───── Texto extraído

Hace una semana, mi nieto Diego y yo sufrimos un incidente que bien podría denominarse “La torcedura de Pie pequeño”, tanto por las dimensiones de esas extremidades en los niños, el gusto ellos por dicha película de comedia y aventura, ambientada en la era de los dinosaurios, y la frecuencia con que ocurren esos sucesos.
Regresábamos de una visita a la escuela de los Camilitos (Escuela Militar
Camilo Cienfuegos) que el chico prefiere por las maquetas de aviones y cañones
que exhibe y siempre quiere volver a ver. Lo llevaba en la parrilla de la bicicleta, pero perdió una de sus chancletas,
de las llamadas sapitos (Crocs) y reubiqué al nieto en el cuadro.
De pronto, un grito terrible me sacó de la explicación
que le daba a su pregunta acerca del estadio Mártires de Barbados y, como
siempre ando muy despacito, paré… pero ya tenía el pie fuera de los radios, pero
“atropellado”.
Como es de suponer, fuimos rodeados por una pequeña
multitud, creo que con las mejores intenciones, pero nos volvieron locos. Bueno, a mí, porque Diego
estaba tan adolorido que ni sabía lo que decían.
Una señora afirmaba: “Yo le oí traquear los huesos”,
dos jovencitas en un ciclo eléctrico,
se ofrecieron para llevarlo hasta el hospital; acto seguido bajé, le moví el
pie y empíricamente comprobé que no había rotura; un señor mayor refutó la
rotura ósea y al verlo dispuesto le pedí que me ayudara con los dos radios rotos
del ciclo los cuales anudó junto al resto, y pudimos reanudar la marcha.
De más está decir que no podía ni montarme en el chivo;
nervioso, me dolía todo, una de las damas que acudieron, me ayudó a recolocarlo
en la parrilla y emprendimos el regreso a la casa situado en un punto
intermedio entre el campo deportivo y el bastante cercano hospital general
Carlos Manuel de Céspedes, sin que dejara de quejarse.
Cuando llegamos frente al edificio donde vive, la
historia se repitió: “Llévenlo al hospital”; “No lo lleven, que va y coge una
infección por la covid-19”; “Hay que revisarlo de todos modos”. Llovían los consejos.
Hicimos lo que mejor creíamos: la madre y la abuela lo
bañaron concienzudamente y lo trasladamos al “Céspedes” donde lo curaron y
vendaron.
Cuando salió de la consulta me dedicó una amplia
sonrisa sin los incisivos superiores, que acaba
de mudar y soltó “Pipo, me
pusieron un yeso”… “No, chico, es una venda”.
Después siguieron las curas diarias, la segunda con el raspado
de la piel debido a la quemadura por fricción, que le dolió mucho, pero que
soportó lo mejor que pudo y ya va mejorando, ahora lo llevamos diariamente a su
círculo infantil en la propia bicicleta, pero sin montarme yo, situación que él
reclama.
La madre de uno de los camaradas del salón de Diego,
asegura que su Jose tiene un doctorado
en esos accidentes. Pero a mí me sigue doliendo. Cuando uno le muele con los radios de un ciclo un pie a un hijo o
nieto, o le causa algún daño cualquiera, siente un dolor físico en el corazón similar a
cuando uno de ellos sufre una pena de amor.

──────────
───── Extracto de datos

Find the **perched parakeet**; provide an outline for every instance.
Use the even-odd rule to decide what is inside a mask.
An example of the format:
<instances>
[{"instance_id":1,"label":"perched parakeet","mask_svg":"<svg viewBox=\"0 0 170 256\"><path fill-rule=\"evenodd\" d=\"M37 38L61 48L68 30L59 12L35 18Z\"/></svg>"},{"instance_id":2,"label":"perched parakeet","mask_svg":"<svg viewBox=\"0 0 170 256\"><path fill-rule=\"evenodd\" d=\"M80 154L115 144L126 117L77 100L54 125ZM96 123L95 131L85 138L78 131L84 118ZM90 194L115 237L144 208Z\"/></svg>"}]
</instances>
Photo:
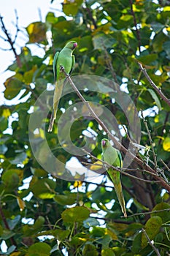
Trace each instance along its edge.
<instances>
[{"instance_id":1,"label":"perched parakeet","mask_svg":"<svg viewBox=\"0 0 170 256\"><path fill-rule=\"evenodd\" d=\"M115 148L107 139L103 139L101 140L101 149L103 154L103 160L107 162L109 165L115 167L122 167L123 160L120 152ZM122 212L125 217L127 217L125 206L125 200L122 191L122 184L120 178L120 172L114 170L112 167L109 167L107 170L107 174L114 184L114 187L116 192L117 197L119 200L119 203L121 206Z\"/></svg>"},{"instance_id":2,"label":"perched parakeet","mask_svg":"<svg viewBox=\"0 0 170 256\"><path fill-rule=\"evenodd\" d=\"M57 109L59 103L58 99L60 99L61 96L64 86L64 83L59 83L60 80L65 78L64 74L61 72L61 66L64 67L64 69L67 74L71 74L75 66L75 58L72 53L77 46L77 42L69 42L64 46L64 48L60 52L57 52L54 56L53 72L55 86L53 97L53 112L48 127L48 132L52 132L53 130L54 120L56 118Z\"/></svg>"}]
</instances>

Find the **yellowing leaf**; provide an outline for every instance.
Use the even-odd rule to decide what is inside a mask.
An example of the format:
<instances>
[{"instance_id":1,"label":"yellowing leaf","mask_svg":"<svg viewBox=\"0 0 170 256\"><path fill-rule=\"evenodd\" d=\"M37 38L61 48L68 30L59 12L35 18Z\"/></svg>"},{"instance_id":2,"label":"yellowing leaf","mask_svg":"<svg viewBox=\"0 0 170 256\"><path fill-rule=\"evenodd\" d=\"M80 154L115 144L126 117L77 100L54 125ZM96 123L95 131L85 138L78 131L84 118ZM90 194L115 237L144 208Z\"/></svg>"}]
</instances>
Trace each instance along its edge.
<instances>
[{"instance_id":1,"label":"yellowing leaf","mask_svg":"<svg viewBox=\"0 0 170 256\"><path fill-rule=\"evenodd\" d=\"M170 152L170 137L166 137L163 140L163 148L165 151Z\"/></svg>"},{"instance_id":2,"label":"yellowing leaf","mask_svg":"<svg viewBox=\"0 0 170 256\"><path fill-rule=\"evenodd\" d=\"M82 187L82 181L75 181L74 183L74 187Z\"/></svg>"}]
</instances>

──────────

**Tareas a realizar:**
• A. Cite textualmente el pasaje del relato de la torcedura que comienza en "Después siguieron las" y termina en "pena de amor.".
• B. Resuma en dos oraciones el relato de la torcedura.
• C. Según el relato de la torcedura, ¿por qué prefiere Diego la escuela de los Camilitos?

**Respuestas en orden:**
• A.
Después siguieron las curas diarias, la segunda con el raspado
de la piel debido a la quemadura por fricción, que le dolió mucho, pero que
soportó lo mejor que pudo y ya va mejorando, ahora lo llevamos diariamente a su
círculo infantil en la propia bicicleta, pero sin montarme yo, situación que él
reclama.
La madre de uno de los camaradas del salón de Diego,
asegura que su Jose tiene un doctorado
en esos accidentes. Pero a mí me sigue doliendo. Cuando uno le muele con los radios de un ciclo un pie a un hijo o
nieto, o le causa algún daño cualquiera, siente un dolor físico en el corazón similar a
cuando uno de ellos sufre una pena de amor.

• B. Al regreso de una visita a la escuela de los Camilitos, el pie del nieto Diego quedó atrapado entre los radios de la bicicleta en que era llevado, lo que atrajo a una pequeña multitud que ofreció ayuda y abundantes consejos. Tras bañarlo, lo trasladaron al hospital Carlos Manuel de Céspedes, donde lo curaron y vendaron, y desde entonces recibe curas diarias y va mejorando.

• C. Por las maquetas de aviones y cañones que exhibe.